**EXERCISE:** Nothing outside the range below should be printed. Output exactly the lines from the line with "shown by (137,104)." to the line with "Target: red car", both included.
::: DATA IN THIS EXERCISE :::
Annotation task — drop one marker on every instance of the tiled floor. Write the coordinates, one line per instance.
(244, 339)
:::
::: DATA IN THIS EXERCISE :::
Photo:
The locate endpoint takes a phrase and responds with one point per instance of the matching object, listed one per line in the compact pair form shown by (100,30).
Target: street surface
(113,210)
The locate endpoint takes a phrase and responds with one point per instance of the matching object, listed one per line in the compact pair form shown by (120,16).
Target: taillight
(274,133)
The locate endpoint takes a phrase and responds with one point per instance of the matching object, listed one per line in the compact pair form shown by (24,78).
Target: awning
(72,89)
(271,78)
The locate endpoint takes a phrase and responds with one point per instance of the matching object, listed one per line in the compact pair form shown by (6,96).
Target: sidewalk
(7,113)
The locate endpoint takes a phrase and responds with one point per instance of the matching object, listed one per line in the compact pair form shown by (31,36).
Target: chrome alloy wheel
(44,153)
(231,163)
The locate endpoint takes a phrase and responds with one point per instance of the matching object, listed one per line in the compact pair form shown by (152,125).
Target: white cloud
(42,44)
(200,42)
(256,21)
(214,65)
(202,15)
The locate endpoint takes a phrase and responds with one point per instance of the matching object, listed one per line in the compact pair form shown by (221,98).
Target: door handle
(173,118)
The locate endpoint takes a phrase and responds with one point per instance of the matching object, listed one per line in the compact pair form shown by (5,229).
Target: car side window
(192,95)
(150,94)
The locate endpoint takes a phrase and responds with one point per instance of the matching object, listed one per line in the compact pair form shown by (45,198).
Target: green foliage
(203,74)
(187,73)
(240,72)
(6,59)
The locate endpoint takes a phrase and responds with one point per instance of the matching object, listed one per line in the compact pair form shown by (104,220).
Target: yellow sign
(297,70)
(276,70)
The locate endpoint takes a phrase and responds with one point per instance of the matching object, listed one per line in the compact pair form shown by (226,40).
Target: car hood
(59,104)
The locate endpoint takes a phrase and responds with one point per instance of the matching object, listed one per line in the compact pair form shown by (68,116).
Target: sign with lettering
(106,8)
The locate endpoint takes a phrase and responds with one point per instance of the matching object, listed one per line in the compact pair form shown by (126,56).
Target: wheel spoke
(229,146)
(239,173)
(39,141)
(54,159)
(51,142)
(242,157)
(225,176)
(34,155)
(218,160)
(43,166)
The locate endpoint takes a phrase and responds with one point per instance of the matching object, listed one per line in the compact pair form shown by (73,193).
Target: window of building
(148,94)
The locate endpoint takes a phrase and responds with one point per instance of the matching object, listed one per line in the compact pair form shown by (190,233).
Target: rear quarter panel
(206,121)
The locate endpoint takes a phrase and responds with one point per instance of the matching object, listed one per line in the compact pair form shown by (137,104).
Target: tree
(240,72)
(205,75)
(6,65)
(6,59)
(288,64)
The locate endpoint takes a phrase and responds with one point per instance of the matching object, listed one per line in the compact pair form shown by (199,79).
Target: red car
:::
**REPLY:**
The locate endpoint takes a phrase and responds with one point per instance of the matching object, listed one per line in the compact pair form shown by (137,104).
Target: tree
(240,72)
(205,75)
(6,65)
(6,59)
(288,64)
The locate endpoint takes a phrase and responds with one point per instance of the matching object, listed one per line in the compact pair form shown by (199,79).
Target: red car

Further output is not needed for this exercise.